Well, yes it is. It's been three years since the last one and a lot has happened in the meantime. The last time we did one of these King Kenny was just about to start a press conference... and order a round of drinks at the bar at the same time.

So, in the interests of genuine scientific research, as well as indolent curiosity, we're asking you to stop letting the devil find work for those idle hands of yours during the off-season and fill out the answers to as many of these questions as you can be bothered.

As an added incentive we'll put all the completed replies into George of the Jungle's dandruff-infested bottle green Celtic tammy and draw out a lucky winner who'll get a voucher to spend in the Celtic Superstore.

Send completed surveys to the usual address. Don't forget to include your name and address.

1. In general, how do you feel about the direction the club is heading in under the stewardship of the present board of directors?

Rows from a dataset
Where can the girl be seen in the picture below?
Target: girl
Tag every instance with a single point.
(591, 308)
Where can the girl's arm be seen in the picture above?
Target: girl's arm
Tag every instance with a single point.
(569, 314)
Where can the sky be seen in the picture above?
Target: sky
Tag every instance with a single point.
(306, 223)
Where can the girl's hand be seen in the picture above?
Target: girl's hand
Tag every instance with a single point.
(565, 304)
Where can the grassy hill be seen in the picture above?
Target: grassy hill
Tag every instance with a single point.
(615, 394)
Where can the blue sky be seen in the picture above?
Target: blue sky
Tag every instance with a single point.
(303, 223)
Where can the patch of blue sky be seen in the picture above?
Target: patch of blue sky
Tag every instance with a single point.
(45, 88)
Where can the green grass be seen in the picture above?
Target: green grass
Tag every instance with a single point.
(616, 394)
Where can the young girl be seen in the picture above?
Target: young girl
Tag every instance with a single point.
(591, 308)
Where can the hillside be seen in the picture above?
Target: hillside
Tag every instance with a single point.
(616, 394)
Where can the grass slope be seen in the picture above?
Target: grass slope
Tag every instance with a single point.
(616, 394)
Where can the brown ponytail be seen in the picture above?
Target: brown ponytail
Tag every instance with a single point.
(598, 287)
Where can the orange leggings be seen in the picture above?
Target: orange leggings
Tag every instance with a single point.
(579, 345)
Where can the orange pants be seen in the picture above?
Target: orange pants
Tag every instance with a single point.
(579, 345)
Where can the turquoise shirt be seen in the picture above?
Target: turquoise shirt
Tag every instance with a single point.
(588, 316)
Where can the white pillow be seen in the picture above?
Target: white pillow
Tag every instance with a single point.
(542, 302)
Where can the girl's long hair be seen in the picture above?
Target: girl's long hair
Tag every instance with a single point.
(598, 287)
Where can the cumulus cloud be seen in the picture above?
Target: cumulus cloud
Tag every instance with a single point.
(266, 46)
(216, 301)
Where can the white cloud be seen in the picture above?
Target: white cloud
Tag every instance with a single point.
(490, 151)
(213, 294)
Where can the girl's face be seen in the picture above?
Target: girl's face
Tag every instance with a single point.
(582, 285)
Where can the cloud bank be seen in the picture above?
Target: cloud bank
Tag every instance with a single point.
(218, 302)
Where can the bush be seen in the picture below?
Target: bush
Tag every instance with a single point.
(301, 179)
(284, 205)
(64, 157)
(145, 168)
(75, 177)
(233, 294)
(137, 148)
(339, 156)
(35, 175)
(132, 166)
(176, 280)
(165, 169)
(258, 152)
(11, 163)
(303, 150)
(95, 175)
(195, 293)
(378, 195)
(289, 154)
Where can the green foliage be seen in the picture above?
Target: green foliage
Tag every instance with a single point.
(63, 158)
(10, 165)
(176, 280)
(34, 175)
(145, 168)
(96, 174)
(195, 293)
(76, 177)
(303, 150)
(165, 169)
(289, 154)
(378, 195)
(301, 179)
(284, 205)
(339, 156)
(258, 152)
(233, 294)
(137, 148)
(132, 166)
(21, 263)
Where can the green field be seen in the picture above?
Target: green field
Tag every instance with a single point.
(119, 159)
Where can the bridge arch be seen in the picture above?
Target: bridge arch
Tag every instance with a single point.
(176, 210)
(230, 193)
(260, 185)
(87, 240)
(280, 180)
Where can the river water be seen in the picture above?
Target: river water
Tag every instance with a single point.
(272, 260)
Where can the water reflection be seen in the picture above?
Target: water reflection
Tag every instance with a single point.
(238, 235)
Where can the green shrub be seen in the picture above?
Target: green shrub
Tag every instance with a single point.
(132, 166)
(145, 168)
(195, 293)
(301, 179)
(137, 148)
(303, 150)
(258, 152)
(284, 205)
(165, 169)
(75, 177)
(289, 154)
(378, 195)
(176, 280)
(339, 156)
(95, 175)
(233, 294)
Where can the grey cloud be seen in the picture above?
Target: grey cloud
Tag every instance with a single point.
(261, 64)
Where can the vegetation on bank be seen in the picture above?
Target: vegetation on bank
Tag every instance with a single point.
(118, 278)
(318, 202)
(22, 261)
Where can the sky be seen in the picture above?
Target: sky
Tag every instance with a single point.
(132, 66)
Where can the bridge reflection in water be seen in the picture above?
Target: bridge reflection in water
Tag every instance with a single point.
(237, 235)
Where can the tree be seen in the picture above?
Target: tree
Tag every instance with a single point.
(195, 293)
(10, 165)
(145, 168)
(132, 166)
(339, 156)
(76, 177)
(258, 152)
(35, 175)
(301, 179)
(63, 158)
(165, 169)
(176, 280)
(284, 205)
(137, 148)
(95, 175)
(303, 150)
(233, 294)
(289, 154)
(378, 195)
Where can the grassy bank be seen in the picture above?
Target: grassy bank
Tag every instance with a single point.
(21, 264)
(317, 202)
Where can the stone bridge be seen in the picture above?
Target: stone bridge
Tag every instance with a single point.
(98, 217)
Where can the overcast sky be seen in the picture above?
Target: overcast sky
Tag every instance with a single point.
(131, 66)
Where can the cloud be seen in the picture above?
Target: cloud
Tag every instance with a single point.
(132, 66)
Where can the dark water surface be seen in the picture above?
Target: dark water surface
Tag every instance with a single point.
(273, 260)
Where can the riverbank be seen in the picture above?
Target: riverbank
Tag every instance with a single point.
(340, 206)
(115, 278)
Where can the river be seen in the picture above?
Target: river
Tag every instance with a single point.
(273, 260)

▸ Exercise 1:
In the Celtic survey text, what prize will the lucky winner receive?
▸ Exercise 2:
Continue the Celtic survey text from the point where it stops.
The items above need not be consulted.

▸ Exercise result 1:
A voucher to spend in the Celtic Superstore.

▸ Exercise result 2:
very happy 5%
reasonably happy 49%
not sure 18%
reservations 26%
serious reservations 8%

The Celtic board in its previous incarnation under Allan MacDonald could only point to a paltry 37% of NTV readers who would say that they were 'very happy' or 'reasonably happy' with the directors. But before the present lot start breaking open the bubbly on hearing the news that that figure has risen to 54% it must be pointed out that this survey was carried out just before the off-season. After the summer we've had it's extremely unlikely that this figure would be replicated if the same question was put to our readers today.

By comparison, the first time we carried out a survey was during the final years of the Bunnet's regime. McCann's board scored 73% on the 'very happy' clapometer and 25% on the 'reasonably happy' rippleometer. It's safe to say that Quinn and Co. have a long way to go before they are keeping 98% of the customers happy.

2. If you had to congratulate the board for one thing what would it be?


Martin O'Neill signing contract 51%
Appointing MON as manager 13%
Sensible financial strategy 13%

The vast majority of fans who wanted to congratulate the board for something (and there were quite a few who didn't want to congratulate them for anything) opted for getting OFM to sign on the dotted line, albeit after protracted negotiations that were giving 'The Mousetrap' a run for its money.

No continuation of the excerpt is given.